══ VOCI

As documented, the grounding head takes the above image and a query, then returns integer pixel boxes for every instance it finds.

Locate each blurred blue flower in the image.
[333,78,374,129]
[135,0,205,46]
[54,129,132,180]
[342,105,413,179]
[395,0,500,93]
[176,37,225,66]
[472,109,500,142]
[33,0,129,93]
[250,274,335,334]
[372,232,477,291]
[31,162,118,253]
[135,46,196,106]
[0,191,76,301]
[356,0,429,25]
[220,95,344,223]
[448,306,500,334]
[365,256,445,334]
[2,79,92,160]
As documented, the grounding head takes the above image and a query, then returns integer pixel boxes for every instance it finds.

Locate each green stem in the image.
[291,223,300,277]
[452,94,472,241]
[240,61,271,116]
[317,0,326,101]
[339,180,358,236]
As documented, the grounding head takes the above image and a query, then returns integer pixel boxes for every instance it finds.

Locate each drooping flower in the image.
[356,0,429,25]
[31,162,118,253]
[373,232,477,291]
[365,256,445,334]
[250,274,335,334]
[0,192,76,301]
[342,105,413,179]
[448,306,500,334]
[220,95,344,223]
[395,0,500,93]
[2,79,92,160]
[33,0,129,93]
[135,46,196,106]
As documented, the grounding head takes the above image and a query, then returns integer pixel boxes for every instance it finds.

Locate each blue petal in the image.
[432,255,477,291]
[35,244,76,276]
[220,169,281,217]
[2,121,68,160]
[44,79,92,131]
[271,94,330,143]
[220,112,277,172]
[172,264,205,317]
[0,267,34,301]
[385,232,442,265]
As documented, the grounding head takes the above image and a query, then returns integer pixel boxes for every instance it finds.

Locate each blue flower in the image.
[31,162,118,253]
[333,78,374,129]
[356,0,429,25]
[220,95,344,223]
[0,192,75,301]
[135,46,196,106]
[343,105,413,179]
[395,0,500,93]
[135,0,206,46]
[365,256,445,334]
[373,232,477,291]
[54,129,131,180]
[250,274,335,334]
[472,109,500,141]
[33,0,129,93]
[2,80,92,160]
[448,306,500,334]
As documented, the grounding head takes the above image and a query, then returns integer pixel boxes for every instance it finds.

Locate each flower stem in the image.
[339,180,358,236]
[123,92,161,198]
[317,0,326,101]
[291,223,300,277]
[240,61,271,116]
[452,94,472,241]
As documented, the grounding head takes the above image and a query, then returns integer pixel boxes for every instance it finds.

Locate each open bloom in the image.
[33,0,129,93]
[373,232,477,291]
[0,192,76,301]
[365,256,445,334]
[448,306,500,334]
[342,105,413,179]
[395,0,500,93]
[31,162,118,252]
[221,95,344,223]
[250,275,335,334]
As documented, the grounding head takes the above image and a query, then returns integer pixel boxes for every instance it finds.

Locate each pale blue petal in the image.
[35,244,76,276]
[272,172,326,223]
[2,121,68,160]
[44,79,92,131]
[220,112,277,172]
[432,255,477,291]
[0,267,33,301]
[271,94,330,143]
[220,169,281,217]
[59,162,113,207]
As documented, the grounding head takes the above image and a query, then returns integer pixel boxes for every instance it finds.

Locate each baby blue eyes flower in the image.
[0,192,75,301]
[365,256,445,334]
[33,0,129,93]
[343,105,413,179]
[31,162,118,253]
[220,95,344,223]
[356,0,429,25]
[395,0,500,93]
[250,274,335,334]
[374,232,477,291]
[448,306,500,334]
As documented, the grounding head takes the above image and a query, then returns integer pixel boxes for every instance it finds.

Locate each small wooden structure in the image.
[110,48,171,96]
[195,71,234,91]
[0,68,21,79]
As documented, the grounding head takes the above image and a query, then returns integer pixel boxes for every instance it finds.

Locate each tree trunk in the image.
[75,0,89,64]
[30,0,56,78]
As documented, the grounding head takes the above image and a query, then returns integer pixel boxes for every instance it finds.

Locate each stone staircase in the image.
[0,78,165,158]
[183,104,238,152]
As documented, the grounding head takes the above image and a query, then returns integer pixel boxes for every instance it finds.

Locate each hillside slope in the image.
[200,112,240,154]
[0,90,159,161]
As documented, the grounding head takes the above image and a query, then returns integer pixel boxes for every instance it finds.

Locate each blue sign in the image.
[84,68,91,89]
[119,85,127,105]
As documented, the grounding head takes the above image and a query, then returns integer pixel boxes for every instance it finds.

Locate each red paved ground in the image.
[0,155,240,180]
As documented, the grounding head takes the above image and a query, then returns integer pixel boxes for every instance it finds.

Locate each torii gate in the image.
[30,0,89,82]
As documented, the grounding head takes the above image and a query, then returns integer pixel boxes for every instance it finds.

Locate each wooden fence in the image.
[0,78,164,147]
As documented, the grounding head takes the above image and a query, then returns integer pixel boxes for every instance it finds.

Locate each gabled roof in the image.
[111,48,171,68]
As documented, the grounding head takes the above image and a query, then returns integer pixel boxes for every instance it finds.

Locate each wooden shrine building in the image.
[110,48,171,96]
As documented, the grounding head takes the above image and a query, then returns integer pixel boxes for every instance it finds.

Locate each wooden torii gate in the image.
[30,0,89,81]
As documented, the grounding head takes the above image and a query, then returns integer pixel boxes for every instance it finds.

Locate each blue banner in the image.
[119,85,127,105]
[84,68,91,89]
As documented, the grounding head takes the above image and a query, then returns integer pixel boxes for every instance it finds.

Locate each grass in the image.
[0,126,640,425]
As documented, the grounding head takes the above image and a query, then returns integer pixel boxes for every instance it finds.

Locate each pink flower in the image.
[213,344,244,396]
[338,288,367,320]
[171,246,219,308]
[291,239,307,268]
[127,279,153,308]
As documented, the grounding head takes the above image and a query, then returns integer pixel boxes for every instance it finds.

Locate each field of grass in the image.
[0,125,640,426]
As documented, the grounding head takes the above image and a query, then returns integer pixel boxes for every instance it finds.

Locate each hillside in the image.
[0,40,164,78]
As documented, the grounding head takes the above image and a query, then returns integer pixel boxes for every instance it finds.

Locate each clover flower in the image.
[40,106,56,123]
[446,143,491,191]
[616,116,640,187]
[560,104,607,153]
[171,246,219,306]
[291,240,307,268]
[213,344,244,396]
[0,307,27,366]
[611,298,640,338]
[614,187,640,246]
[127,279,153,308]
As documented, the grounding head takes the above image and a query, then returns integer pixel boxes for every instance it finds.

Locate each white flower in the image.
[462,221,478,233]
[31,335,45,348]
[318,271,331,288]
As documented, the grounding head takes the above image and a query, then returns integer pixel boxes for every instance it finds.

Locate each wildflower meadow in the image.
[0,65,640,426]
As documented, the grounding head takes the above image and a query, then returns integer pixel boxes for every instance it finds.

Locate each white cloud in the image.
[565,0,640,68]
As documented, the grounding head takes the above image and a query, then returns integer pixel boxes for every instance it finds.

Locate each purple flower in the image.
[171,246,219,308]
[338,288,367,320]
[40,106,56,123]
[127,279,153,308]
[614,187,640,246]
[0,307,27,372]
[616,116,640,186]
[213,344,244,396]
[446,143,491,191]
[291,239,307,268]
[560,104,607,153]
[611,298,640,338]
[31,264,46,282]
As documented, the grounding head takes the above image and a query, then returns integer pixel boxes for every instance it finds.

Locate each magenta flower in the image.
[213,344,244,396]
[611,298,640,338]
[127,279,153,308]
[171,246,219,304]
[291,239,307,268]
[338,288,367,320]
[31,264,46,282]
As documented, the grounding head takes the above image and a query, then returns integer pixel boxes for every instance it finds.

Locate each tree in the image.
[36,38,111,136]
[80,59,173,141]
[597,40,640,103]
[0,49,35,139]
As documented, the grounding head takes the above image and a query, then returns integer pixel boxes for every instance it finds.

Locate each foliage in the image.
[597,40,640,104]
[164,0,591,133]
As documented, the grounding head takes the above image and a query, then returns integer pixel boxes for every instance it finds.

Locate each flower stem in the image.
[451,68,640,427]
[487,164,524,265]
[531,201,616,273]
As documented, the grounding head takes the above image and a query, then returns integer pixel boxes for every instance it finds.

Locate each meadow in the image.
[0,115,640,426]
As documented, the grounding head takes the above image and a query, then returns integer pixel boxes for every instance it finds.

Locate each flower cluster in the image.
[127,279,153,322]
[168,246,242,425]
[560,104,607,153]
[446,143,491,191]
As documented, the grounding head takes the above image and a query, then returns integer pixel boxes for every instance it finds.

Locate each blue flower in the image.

════

IL COMPITO |
Riporta tale e quale il tratto delle voci che va dall'inizio fino alla riga che contiene "[372,232,477,291]", entrambi gli estremi compresi.

RISPOSTA AL COMPITO |
As documented, the grounding head takes the above image and a query, then returns integer pixel boxes for every instance it finds.

Locate each blurred blue flower in the image.
[333,78,374,129]
[135,0,205,46]
[54,129,132,180]
[342,105,413,179]
[395,0,500,93]
[176,37,225,66]
[472,109,500,142]
[33,0,129,93]
[250,274,335,334]
[372,232,477,291]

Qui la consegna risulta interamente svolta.